## Available records:
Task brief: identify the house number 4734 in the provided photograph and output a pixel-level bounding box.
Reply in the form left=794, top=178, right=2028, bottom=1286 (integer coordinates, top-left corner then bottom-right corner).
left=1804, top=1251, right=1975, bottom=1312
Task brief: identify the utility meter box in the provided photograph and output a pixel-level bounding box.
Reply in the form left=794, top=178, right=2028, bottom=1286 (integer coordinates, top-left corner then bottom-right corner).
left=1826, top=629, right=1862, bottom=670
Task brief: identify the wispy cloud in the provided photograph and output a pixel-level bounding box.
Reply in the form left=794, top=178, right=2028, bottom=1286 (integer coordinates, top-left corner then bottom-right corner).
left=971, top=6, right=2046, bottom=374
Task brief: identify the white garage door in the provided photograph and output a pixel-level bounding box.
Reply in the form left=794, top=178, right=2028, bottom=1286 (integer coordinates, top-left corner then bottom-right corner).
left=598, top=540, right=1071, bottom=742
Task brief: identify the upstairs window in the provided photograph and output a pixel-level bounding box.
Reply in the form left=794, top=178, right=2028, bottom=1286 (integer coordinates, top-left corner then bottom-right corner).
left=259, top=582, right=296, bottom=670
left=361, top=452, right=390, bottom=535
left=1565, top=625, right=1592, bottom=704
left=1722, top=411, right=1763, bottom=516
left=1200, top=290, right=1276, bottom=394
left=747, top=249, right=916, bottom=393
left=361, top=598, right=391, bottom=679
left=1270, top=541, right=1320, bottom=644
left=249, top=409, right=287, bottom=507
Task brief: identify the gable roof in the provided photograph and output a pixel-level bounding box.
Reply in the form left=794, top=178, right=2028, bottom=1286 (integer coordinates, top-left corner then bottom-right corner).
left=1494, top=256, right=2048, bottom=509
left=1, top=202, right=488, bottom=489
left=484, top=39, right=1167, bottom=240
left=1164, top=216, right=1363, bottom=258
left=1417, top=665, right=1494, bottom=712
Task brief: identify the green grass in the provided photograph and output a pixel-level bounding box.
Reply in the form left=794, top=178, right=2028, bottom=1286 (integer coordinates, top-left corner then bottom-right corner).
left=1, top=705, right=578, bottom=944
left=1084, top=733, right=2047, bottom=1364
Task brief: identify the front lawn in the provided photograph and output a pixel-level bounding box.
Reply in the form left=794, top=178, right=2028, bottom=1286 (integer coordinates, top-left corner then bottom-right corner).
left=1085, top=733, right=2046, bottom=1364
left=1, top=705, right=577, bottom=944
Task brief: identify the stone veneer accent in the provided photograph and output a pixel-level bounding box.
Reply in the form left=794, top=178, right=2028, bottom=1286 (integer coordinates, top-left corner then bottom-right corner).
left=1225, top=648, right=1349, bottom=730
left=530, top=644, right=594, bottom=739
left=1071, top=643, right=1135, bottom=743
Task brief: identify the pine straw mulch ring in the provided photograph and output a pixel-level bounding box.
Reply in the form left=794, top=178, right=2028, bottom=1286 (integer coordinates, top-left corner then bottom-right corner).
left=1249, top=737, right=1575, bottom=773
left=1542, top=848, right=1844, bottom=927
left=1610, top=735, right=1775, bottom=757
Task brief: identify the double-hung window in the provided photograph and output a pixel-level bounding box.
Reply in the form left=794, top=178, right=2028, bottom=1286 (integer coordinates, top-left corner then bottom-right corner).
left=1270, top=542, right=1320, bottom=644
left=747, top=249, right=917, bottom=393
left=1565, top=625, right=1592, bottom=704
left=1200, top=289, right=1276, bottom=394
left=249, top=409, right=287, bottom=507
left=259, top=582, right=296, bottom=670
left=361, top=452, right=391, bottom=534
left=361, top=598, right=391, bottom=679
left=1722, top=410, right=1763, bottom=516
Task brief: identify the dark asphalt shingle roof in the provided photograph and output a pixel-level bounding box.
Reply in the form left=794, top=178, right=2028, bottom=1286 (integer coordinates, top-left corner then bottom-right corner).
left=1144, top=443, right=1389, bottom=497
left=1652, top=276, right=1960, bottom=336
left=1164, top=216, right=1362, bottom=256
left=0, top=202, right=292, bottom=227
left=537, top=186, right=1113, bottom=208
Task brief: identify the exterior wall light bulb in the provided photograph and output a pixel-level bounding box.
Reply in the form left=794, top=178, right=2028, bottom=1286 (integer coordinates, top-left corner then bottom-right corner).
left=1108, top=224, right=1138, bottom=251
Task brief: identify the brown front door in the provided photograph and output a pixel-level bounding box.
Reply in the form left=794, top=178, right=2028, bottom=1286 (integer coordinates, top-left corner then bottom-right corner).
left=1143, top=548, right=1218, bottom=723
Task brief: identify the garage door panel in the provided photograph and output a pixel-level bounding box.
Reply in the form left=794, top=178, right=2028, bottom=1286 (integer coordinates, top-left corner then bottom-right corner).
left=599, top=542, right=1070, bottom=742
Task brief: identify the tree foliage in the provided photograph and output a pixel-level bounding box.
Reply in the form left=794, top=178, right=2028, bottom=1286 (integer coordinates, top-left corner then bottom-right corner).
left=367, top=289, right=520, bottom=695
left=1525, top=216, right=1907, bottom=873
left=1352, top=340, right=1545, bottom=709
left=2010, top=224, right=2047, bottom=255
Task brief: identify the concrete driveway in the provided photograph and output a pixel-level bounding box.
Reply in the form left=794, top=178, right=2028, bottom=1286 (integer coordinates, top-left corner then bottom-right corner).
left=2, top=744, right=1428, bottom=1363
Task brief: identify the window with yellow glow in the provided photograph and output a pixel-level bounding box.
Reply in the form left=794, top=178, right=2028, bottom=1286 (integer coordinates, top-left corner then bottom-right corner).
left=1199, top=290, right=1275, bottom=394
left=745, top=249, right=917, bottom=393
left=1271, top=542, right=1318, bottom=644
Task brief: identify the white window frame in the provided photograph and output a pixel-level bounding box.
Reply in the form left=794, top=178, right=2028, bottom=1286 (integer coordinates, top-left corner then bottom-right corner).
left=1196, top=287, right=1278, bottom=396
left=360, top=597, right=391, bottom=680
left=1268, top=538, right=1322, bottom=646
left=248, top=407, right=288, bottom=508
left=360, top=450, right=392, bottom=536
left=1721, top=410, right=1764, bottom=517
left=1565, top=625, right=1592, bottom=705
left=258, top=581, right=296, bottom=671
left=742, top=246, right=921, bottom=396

## Work request:
Considering each line of the material above, count those with the word "white" and give only the number.

## Task response:
2